* _What is expected_: Pull out of the data below the stretch of lines bounded by the one containing "Target: pink sweater" and the one containing "Target: cardboard box with writing", both bounds included, unchanged.

* _Stored data entries_:
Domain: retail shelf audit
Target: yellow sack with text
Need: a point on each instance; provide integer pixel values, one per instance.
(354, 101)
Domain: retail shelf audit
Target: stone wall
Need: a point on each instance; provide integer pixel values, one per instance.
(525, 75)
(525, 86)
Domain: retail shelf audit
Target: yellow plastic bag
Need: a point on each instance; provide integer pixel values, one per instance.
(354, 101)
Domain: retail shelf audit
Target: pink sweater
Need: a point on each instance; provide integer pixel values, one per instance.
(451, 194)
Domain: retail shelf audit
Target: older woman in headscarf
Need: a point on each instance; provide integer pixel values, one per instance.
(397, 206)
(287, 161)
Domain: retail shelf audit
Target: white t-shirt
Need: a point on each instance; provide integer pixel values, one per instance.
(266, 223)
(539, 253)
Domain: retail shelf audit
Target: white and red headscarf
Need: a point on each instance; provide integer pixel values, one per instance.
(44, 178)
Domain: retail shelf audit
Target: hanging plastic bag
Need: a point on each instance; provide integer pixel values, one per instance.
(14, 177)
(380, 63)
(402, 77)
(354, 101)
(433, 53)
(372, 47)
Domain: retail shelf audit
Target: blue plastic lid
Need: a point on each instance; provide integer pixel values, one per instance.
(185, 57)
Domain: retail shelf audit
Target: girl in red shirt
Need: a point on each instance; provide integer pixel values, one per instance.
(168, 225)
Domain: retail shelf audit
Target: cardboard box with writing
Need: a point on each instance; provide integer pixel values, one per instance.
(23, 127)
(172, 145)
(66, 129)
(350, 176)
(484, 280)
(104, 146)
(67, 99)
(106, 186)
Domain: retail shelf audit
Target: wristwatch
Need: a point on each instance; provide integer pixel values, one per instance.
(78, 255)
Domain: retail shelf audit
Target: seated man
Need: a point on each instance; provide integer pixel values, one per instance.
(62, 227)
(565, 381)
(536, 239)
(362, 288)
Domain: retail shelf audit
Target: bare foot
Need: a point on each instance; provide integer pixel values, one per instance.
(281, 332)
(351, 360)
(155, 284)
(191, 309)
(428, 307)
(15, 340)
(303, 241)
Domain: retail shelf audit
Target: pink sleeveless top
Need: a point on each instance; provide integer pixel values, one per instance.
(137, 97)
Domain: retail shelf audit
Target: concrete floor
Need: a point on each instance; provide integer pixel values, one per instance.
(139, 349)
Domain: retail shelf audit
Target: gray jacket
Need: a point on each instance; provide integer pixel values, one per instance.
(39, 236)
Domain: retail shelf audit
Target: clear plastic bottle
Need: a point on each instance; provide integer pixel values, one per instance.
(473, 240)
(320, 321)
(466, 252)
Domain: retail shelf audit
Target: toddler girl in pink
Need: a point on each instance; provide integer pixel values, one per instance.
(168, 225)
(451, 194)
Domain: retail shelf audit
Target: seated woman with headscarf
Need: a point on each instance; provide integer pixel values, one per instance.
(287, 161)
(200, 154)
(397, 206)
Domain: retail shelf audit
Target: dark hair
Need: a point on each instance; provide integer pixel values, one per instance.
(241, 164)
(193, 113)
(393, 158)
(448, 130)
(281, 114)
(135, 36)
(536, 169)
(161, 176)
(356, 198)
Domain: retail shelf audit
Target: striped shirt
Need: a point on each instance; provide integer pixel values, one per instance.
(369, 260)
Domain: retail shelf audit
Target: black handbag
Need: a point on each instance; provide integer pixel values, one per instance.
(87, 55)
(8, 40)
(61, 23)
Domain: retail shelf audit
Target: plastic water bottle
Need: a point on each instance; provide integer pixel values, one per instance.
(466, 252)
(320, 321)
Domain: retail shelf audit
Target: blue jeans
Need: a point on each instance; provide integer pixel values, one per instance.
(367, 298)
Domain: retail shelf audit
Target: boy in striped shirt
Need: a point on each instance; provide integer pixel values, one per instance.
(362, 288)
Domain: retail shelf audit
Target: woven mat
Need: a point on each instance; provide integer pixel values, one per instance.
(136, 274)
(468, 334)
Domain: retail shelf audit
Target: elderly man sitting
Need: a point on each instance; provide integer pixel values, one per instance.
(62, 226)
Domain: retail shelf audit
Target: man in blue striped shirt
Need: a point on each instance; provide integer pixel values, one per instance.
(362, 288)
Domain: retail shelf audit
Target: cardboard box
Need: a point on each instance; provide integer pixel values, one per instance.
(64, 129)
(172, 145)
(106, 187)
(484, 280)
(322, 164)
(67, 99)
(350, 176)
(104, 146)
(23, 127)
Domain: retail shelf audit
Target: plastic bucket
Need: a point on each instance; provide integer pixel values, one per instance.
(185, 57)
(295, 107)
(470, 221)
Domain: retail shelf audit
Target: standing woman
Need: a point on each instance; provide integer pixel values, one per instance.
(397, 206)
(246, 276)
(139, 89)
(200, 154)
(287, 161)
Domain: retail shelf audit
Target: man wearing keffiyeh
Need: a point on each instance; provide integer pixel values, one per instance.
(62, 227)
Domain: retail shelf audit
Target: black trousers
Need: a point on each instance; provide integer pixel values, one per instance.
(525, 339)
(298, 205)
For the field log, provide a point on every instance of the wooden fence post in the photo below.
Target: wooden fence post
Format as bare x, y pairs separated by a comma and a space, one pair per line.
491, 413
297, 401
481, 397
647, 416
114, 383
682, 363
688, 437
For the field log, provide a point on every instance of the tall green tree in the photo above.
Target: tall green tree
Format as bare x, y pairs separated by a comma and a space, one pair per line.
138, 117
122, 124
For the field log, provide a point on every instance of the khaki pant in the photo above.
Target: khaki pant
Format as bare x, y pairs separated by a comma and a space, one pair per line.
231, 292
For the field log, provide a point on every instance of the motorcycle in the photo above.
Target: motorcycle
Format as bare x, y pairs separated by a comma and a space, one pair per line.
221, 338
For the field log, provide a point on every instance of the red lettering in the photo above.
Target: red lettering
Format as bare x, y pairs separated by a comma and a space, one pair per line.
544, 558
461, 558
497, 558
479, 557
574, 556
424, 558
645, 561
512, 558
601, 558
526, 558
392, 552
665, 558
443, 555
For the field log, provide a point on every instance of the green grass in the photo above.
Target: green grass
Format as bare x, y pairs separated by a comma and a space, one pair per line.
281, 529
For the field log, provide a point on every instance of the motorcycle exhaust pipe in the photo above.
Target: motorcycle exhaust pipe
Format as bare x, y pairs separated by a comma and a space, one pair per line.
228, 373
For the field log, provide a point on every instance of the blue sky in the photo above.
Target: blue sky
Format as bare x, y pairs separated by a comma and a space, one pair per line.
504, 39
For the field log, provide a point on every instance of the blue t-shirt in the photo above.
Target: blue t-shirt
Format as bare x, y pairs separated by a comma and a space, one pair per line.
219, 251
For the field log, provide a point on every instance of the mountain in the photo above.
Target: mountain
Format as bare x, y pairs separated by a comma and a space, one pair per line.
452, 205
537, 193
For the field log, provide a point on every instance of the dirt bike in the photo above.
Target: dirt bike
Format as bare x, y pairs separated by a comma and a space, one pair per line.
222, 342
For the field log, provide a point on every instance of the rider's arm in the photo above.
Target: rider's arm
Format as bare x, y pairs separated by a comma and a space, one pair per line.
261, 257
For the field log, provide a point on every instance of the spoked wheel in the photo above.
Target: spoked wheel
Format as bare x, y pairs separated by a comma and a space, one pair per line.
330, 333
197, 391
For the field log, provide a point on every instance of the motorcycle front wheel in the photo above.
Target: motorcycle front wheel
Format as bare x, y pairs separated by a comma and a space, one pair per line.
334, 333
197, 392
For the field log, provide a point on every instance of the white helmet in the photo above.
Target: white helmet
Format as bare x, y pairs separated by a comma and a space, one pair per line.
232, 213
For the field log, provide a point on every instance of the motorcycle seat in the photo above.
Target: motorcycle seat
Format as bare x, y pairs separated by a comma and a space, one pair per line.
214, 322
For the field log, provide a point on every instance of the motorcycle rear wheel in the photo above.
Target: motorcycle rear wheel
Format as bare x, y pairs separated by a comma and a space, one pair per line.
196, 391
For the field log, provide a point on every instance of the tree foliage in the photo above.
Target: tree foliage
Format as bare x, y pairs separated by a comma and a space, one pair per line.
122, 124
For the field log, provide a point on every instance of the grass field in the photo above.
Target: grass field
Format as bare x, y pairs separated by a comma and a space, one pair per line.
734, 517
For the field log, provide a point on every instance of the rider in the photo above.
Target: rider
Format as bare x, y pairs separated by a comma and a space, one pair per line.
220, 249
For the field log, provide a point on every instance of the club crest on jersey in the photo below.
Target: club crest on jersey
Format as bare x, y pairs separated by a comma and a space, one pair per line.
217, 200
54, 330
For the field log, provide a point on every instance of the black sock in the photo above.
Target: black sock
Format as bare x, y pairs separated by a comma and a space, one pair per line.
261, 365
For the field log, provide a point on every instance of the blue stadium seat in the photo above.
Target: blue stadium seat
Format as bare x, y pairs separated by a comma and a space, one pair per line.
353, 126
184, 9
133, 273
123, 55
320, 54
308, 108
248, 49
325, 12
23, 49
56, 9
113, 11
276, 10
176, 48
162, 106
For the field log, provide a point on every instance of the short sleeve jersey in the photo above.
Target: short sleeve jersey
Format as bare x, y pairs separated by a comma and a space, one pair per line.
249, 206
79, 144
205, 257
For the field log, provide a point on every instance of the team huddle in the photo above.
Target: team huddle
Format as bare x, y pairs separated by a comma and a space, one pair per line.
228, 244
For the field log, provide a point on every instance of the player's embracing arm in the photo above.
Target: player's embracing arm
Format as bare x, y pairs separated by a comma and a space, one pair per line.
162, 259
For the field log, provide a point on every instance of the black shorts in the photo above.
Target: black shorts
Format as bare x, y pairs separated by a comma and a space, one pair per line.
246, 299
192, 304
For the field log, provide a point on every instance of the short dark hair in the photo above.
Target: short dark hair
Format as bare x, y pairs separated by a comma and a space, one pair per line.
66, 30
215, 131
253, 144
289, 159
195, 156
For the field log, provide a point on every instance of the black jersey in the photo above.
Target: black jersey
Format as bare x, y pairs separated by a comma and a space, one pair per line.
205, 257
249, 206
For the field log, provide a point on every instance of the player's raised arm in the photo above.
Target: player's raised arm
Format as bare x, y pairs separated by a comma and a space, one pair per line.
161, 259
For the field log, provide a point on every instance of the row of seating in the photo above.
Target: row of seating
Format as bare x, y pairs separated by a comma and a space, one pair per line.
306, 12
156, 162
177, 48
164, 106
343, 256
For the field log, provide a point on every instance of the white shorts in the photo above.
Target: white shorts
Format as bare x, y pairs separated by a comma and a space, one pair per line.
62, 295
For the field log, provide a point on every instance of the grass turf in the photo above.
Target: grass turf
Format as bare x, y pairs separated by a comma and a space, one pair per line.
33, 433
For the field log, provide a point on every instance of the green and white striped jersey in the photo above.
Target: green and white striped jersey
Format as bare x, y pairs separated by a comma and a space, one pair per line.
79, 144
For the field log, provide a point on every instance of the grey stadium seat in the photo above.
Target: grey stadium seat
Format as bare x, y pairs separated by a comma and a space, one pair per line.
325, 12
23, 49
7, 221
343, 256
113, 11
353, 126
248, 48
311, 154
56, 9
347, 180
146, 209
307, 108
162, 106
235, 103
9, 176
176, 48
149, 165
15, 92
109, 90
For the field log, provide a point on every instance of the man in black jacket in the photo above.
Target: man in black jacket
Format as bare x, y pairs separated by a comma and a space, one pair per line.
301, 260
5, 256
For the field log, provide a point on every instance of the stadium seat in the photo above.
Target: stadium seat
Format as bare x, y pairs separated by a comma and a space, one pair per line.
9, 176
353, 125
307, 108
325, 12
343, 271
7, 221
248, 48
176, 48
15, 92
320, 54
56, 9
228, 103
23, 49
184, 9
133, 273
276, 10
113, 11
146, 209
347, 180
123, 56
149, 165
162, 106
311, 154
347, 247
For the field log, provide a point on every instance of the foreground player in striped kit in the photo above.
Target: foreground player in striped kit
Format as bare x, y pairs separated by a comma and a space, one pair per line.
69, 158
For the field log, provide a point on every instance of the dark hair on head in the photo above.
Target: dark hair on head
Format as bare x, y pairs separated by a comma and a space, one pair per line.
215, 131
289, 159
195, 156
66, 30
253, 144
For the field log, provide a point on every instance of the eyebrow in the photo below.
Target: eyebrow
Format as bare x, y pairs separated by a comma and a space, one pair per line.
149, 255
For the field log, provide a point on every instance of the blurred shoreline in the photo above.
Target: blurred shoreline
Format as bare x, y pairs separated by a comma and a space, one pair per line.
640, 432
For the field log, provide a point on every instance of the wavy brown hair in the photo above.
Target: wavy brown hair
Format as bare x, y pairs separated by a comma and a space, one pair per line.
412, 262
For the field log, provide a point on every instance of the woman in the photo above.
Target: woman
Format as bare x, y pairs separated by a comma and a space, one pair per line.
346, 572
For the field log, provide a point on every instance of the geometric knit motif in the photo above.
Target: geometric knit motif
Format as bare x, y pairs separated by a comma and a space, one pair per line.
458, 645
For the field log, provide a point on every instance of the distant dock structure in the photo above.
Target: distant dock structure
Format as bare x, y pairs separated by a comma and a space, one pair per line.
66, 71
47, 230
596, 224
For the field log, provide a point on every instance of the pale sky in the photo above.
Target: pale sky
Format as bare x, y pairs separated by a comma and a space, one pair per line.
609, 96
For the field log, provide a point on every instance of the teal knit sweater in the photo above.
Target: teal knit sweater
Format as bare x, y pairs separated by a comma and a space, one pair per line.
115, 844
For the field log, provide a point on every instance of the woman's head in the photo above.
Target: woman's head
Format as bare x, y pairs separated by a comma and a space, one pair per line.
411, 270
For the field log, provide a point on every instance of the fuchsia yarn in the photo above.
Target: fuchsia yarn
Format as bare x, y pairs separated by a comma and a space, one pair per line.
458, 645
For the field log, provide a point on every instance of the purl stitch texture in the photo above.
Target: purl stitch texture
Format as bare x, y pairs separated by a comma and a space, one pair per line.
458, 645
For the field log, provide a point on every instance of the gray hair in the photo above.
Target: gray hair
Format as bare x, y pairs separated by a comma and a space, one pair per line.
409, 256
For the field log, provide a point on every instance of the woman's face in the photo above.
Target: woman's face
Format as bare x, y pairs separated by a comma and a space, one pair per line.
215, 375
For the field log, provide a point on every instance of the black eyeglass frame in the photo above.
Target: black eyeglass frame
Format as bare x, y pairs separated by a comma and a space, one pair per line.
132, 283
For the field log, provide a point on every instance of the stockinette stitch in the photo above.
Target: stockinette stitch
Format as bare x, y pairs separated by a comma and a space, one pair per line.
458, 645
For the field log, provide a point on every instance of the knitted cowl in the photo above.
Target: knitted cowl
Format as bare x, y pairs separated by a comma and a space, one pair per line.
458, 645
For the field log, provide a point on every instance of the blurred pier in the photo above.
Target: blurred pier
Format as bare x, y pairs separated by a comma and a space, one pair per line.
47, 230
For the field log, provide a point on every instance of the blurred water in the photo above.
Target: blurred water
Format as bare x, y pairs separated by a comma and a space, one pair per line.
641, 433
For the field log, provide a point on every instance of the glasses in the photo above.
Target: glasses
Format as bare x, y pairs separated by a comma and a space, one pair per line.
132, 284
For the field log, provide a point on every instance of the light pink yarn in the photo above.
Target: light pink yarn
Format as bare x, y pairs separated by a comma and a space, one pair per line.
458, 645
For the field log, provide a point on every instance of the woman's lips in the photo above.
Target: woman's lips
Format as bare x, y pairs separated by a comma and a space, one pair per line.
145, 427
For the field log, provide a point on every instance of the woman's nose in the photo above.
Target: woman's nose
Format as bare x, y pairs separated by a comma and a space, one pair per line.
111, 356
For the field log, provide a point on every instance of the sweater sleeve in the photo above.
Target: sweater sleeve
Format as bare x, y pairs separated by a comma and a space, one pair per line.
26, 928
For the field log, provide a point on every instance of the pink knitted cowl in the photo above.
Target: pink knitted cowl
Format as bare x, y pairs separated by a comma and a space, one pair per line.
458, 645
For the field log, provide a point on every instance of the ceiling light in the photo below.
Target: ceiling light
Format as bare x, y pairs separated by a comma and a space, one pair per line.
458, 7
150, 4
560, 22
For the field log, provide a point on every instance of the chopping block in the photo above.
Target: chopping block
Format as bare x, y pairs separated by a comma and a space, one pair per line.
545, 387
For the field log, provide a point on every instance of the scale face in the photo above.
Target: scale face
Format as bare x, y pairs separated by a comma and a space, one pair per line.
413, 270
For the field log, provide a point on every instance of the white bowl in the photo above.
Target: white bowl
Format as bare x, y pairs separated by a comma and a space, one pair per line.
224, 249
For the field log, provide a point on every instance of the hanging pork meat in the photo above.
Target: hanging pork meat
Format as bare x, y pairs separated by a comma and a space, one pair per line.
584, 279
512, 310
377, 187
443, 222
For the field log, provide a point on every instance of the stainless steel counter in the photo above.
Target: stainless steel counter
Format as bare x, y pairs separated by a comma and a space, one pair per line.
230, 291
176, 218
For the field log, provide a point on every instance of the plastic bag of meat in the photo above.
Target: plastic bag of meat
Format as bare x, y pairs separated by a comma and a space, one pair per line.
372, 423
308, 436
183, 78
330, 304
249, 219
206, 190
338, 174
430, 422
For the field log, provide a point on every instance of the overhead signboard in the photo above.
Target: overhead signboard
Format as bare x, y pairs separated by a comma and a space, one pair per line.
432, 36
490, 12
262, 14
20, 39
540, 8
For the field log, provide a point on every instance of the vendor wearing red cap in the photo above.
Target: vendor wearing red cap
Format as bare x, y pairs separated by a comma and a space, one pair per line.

* _Answer to this task_:
Target: pink sweater
Need: a point on each instance; provide integer pixel values, one per instance.
(451, 194)
Domain: retail shelf audit
Target: older woman in headscarf
Need: a point on each instance; provide integer pixel values, one per instance.
(397, 206)
(287, 161)
Domain: retail shelf audit
Target: white t-shirt
Need: a point on each instance; provide integer pixel values, one per instance.
(266, 223)
(539, 253)
Domain: retail shelf audit
Target: white and red headscarf
Need: a point on each instance; provide integer pixel values, one per instance.
(44, 178)
Domain: retail shelf audit
Target: hanging plastic bag
Need: a point on each instance; provide integer pixel values, one per instance.
(14, 177)
(380, 63)
(402, 77)
(354, 101)
(433, 53)
(372, 47)
Domain: retail shelf audit
Target: blue plastic lid
Need: a point on each instance; provide integer pixel values, one per instance.
(185, 57)
Domain: retail shelf audit
Target: girl in red shirt
Need: a point on each instance; provide integer pixel values, one per instance.
(168, 225)
Domain: retail shelf audit
Target: cardboard box with writing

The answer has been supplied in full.